╭─ RECORDED INFORMATION
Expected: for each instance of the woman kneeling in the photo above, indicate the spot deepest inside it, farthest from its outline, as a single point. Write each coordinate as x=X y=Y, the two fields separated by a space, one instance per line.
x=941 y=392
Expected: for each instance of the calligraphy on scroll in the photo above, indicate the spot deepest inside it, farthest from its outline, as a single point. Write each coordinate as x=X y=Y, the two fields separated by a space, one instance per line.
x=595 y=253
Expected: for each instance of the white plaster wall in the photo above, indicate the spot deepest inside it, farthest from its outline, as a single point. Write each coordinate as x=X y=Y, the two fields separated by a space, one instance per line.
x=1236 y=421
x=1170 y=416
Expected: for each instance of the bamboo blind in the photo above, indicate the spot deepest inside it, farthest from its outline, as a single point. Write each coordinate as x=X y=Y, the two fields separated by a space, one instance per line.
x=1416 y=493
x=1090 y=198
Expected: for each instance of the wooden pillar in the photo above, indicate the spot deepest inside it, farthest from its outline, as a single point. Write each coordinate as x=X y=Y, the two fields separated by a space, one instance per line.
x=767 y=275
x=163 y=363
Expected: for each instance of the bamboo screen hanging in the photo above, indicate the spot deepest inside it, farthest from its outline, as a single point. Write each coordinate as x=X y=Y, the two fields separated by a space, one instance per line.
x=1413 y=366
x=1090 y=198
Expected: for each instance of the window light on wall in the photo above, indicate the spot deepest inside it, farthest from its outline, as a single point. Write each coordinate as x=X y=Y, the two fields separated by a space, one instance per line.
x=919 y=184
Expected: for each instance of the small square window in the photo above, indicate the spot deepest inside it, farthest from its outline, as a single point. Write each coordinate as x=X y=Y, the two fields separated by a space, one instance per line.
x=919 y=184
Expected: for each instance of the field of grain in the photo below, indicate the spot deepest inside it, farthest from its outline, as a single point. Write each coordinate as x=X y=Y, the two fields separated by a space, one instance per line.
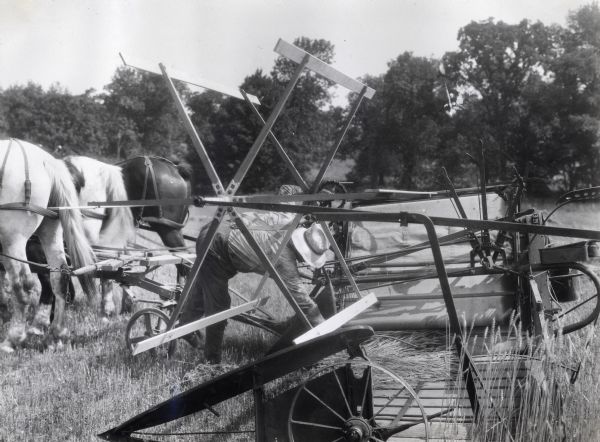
x=92 y=383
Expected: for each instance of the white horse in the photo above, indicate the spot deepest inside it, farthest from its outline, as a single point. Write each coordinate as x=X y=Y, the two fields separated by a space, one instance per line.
x=31 y=180
x=112 y=227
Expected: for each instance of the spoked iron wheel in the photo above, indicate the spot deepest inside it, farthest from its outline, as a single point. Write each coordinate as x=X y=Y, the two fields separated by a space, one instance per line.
x=146 y=323
x=355 y=401
x=576 y=288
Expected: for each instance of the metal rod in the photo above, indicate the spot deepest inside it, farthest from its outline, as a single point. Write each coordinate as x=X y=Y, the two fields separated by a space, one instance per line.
x=333 y=151
x=201 y=252
x=196 y=141
x=266 y=129
x=280 y=150
x=270 y=268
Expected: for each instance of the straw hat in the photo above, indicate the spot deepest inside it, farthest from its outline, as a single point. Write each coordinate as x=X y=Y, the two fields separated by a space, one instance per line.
x=311 y=244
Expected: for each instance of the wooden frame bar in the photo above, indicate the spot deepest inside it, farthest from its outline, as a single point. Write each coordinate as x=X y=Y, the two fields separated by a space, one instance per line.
x=339 y=319
x=296 y=55
x=200 y=82
x=190 y=327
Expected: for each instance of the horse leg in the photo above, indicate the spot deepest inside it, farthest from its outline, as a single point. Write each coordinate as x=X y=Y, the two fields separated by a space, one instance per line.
x=174 y=238
x=26 y=290
x=51 y=238
x=4 y=296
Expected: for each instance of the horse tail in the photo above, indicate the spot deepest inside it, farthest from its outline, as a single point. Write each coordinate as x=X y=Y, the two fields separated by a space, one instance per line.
x=63 y=193
x=119 y=223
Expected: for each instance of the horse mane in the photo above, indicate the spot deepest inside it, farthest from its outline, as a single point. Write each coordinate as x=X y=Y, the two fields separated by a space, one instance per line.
x=118 y=227
x=63 y=193
x=76 y=174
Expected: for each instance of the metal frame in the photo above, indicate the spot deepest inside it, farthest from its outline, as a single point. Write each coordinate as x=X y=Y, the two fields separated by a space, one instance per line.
x=227 y=201
x=304 y=61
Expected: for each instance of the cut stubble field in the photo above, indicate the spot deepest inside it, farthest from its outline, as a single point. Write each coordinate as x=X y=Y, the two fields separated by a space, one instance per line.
x=93 y=383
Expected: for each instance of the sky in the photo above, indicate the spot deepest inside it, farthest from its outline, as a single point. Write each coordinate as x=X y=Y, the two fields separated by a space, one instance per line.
x=76 y=42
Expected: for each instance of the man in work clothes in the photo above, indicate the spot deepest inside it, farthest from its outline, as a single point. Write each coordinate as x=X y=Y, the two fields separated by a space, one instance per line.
x=230 y=253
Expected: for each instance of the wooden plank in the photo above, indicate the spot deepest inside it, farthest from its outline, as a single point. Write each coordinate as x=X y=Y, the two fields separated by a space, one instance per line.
x=180 y=258
x=200 y=82
x=339 y=319
x=296 y=55
x=183 y=330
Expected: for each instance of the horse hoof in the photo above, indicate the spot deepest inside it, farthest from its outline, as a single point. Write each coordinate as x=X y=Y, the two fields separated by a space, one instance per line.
x=5 y=347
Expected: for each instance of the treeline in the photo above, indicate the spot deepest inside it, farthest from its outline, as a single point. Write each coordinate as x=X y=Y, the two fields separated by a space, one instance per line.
x=528 y=93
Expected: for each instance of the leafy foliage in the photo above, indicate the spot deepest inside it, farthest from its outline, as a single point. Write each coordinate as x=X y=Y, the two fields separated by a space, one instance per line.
x=529 y=93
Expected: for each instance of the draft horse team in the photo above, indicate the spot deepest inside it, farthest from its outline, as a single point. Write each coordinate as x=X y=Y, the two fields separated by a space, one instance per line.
x=32 y=182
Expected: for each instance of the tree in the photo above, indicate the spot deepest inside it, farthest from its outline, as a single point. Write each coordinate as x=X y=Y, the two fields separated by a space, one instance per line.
x=502 y=71
x=399 y=128
x=145 y=117
x=55 y=118
x=228 y=126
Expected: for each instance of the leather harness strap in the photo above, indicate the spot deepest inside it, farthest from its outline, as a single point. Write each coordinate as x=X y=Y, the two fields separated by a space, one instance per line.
x=150 y=173
x=26 y=204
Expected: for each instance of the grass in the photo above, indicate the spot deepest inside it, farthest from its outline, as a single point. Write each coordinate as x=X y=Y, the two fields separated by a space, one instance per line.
x=93 y=383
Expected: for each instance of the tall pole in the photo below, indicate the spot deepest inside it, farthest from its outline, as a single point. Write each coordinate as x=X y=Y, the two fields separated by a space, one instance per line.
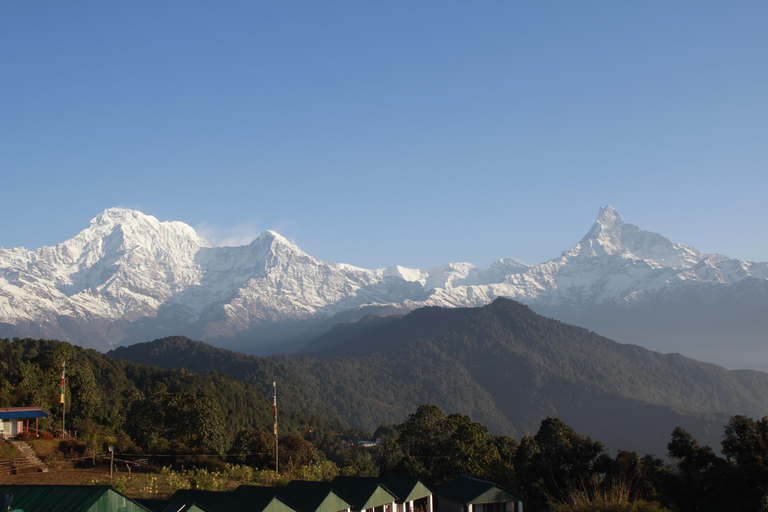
x=63 y=405
x=274 y=407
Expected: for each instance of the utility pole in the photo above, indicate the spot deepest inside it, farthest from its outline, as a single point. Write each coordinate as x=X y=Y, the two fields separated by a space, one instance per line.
x=274 y=407
x=63 y=405
x=111 y=462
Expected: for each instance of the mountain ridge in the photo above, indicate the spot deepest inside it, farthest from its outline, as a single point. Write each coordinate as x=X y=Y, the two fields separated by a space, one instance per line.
x=503 y=365
x=129 y=277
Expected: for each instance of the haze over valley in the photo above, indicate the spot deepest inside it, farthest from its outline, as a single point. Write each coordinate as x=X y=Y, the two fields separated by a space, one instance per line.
x=129 y=278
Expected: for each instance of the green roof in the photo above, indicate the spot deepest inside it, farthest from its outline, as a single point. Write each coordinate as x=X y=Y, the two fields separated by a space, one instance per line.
x=69 y=498
x=406 y=489
x=362 y=496
x=221 y=501
x=467 y=490
x=313 y=499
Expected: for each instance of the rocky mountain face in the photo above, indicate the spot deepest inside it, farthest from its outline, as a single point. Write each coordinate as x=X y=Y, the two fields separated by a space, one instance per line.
x=129 y=278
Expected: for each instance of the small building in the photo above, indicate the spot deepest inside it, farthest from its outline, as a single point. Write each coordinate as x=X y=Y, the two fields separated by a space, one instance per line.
x=69 y=498
x=15 y=420
x=412 y=495
x=315 y=499
x=467 y=494
x=222 y=501
x=364 y=497
x=169 y=506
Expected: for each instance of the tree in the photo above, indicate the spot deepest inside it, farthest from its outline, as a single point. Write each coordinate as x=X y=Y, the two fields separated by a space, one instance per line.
x=704 y=480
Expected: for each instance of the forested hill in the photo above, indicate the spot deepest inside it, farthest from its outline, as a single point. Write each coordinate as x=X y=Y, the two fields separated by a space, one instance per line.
x=159 y=408
x=503 y=365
╰─
→ PROBLEM DETAILS:
Your answer must be the line that contains "Expected: for each instance of the forested" and every line after it to the end of the records, reproduced exactly.

→ SOLUTION TO THE EXERCISE:
Expected: for each instance of the forested hill in the photo above, indicate the spot deepest inside it, farthest from its outline, as a single point. Write each coordinate as x=X y=Y, the two fields separated by a space, one instance per line.
x=159 y=408
x=503 y=365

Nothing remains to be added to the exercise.